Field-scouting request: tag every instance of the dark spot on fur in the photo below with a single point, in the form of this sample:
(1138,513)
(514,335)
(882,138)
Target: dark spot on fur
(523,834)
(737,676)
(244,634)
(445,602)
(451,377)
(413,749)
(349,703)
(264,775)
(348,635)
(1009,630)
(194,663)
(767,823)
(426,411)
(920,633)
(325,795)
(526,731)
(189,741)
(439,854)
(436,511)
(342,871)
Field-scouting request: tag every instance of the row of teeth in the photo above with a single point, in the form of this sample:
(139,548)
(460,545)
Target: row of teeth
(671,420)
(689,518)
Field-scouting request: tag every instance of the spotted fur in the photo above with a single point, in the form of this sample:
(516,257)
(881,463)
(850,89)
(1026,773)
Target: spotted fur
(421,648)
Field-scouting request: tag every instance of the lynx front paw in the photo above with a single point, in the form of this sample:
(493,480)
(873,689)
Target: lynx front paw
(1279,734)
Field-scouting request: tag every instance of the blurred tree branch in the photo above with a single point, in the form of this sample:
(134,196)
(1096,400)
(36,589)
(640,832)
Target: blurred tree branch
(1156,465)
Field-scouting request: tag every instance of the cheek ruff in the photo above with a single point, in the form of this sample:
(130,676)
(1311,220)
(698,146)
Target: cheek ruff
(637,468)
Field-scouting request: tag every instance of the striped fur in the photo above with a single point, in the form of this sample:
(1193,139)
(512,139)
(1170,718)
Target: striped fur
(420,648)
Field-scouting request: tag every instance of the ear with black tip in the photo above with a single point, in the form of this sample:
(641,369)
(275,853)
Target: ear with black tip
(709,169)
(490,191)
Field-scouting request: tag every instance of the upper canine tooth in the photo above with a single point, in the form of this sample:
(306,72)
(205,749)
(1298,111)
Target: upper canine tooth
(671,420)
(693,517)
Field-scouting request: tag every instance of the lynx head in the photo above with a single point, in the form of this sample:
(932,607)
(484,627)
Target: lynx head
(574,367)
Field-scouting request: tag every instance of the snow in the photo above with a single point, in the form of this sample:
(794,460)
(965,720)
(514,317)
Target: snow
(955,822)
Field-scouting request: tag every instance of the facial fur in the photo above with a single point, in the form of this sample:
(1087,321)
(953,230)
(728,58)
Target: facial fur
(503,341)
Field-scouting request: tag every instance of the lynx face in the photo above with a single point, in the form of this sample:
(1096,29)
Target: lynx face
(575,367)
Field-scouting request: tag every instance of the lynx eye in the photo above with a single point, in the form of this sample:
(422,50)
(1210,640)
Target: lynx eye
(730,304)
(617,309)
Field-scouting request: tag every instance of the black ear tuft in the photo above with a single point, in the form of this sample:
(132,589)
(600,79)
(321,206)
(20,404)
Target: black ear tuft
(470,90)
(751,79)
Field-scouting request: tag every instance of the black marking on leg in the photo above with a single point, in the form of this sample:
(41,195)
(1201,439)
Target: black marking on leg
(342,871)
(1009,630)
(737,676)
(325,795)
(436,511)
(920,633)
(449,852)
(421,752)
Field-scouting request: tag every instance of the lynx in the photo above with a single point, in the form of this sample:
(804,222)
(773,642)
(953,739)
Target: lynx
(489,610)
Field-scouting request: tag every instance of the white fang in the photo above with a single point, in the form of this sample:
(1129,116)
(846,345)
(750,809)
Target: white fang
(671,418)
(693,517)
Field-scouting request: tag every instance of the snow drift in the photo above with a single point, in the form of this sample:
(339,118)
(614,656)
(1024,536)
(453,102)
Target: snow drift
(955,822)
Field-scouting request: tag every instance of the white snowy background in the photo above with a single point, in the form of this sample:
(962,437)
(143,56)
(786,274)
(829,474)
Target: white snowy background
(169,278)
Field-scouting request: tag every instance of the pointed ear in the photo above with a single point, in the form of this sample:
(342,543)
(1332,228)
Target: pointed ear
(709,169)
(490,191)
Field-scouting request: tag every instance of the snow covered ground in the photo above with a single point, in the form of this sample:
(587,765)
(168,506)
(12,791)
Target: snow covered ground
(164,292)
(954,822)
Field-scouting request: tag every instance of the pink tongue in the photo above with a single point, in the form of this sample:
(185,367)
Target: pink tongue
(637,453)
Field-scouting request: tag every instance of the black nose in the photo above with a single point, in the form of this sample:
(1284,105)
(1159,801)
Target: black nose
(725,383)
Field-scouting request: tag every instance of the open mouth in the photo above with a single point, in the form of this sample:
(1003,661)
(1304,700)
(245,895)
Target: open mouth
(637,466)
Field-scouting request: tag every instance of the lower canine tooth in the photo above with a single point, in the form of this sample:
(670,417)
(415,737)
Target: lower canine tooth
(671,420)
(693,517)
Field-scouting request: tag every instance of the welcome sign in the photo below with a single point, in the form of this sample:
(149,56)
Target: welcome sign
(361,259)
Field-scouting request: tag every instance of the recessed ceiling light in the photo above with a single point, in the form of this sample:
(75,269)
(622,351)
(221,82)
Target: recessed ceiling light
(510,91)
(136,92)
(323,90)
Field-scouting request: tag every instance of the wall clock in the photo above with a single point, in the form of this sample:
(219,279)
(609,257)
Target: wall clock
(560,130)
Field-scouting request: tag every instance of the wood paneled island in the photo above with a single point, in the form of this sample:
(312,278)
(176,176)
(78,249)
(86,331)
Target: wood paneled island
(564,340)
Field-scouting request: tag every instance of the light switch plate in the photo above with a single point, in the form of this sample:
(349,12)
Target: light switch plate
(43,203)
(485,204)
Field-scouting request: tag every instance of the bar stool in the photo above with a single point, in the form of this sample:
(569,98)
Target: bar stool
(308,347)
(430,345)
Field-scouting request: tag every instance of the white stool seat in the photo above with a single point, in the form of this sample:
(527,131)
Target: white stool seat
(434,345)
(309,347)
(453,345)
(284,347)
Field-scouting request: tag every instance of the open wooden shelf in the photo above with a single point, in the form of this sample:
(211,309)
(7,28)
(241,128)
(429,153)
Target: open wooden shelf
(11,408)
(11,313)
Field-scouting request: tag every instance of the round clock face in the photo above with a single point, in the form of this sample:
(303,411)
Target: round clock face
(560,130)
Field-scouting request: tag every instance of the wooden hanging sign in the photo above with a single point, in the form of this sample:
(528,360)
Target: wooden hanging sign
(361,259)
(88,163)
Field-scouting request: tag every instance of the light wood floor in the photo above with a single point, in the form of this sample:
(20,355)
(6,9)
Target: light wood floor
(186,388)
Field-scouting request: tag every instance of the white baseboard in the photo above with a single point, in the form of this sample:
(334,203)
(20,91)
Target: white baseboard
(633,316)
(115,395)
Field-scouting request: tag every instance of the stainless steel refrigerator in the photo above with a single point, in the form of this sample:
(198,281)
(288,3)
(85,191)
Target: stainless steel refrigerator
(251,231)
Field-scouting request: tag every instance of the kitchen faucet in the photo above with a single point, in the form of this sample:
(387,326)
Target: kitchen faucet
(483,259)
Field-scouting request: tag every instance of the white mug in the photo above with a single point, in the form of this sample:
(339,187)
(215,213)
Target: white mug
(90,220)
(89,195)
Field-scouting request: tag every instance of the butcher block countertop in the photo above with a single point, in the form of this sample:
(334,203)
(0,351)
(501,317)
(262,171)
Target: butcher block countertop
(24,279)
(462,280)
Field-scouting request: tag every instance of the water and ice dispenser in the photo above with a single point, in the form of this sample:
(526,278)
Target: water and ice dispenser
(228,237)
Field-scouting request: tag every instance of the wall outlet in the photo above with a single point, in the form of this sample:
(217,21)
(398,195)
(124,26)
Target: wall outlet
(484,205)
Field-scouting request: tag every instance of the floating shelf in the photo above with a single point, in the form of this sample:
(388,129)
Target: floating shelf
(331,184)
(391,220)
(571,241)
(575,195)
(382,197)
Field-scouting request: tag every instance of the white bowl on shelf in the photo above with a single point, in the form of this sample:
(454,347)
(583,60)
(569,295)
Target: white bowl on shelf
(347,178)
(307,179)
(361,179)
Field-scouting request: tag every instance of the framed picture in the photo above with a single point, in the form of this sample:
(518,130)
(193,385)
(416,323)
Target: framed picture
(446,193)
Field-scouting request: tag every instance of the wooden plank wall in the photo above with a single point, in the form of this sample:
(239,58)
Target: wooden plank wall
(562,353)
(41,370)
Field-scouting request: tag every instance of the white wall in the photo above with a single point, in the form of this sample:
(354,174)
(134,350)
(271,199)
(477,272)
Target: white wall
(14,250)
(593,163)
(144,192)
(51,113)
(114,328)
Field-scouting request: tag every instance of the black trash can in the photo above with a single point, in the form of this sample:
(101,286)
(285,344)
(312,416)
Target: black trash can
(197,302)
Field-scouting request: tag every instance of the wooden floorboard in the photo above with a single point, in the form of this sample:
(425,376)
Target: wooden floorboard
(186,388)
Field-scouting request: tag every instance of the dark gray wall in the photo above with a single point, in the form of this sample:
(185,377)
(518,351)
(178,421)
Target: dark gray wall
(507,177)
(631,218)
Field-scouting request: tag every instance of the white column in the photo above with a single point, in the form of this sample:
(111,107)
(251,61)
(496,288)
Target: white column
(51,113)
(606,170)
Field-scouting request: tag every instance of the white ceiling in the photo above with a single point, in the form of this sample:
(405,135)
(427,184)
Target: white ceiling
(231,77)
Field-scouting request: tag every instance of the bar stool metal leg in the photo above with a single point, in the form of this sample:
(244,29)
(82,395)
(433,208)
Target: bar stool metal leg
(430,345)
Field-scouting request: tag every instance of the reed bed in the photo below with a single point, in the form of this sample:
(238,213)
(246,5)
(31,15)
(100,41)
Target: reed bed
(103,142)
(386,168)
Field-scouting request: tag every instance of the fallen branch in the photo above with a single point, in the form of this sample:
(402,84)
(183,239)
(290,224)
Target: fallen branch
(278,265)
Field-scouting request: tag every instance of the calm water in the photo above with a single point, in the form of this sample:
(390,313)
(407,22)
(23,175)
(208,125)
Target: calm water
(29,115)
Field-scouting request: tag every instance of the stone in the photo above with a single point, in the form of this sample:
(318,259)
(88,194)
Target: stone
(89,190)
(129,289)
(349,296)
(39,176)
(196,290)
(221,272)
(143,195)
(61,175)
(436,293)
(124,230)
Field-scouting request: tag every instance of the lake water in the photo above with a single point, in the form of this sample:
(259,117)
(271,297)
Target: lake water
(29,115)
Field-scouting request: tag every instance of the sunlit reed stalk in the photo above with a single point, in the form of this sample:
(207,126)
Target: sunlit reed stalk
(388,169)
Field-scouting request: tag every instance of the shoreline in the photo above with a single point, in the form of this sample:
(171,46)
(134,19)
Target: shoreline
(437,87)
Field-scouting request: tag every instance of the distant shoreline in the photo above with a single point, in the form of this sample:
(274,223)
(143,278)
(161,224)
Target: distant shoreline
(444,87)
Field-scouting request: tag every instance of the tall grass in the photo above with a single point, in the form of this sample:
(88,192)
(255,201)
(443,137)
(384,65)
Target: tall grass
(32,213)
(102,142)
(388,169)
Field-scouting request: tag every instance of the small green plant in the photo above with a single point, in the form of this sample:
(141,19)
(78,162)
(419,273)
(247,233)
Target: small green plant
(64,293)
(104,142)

- - - - - - -

STATED PROBLEM -
Quote, without alteration, the final stretch of the entries: the line with "Field-scouting request: tag every instance of the calm" onward to the last line.

SOLUTION FOR THIS EXERCISE -
Field-scouting request: tag every instance of the calm water in the photo above with a single point, in the form of this sample:
(390,313)
(407,22)
(23,175)
(208,125)
Target: calm water
(29,115)
Field-scouting request: tag every instance of the stone in the photo above with a single point, in the form of this sample:
(318,259)
(88,194)
Target: stone
(89,190)
(129,289)
(349,296)
(39,176)
(196,290)
(221,272)
(143,195)
(61,175)
(436,293)
(124,230)
Field-scouting request: tag every instance of the lake water in the photo above with a single point, in the form of this sample:
(259,117)
(271,297)
Target: lake water
(29,115)
Field-scouting request: tag every instance of the sunlit reed stalk in the photo above with a single point, in the form of this sample:
(207,126)
Target: sunlit reed stalk
(388,169)
Field-scouting request: tag every instance of the shoreline in the photo above with a single point, in the form of this sample:
(171,46)
(134,19)
Target: shoreline
(437,87)
Field-scouting request: tag every instance of the distant shoreline in the photo above with a single point, in the form of this sample:
(274,223)
(143,278)
(161,224)
Target: distant shoreline
(444,87)
Field-scouting request: tag every instance of the tall grass in the photo above with a single point, in the form of this sample:
(88,192)
(255,201)
(443,137)
(384,65)
Target: tall grass
(32,213)
(102,142)
(388,169)
Field-scouting request: tag every instance of the small green plant in the photo above with a single point, in the form of this sample:
(141,19)
(78,162)
(419,273)
(247,233)
Target: small green plant
(64,293)
(104,142)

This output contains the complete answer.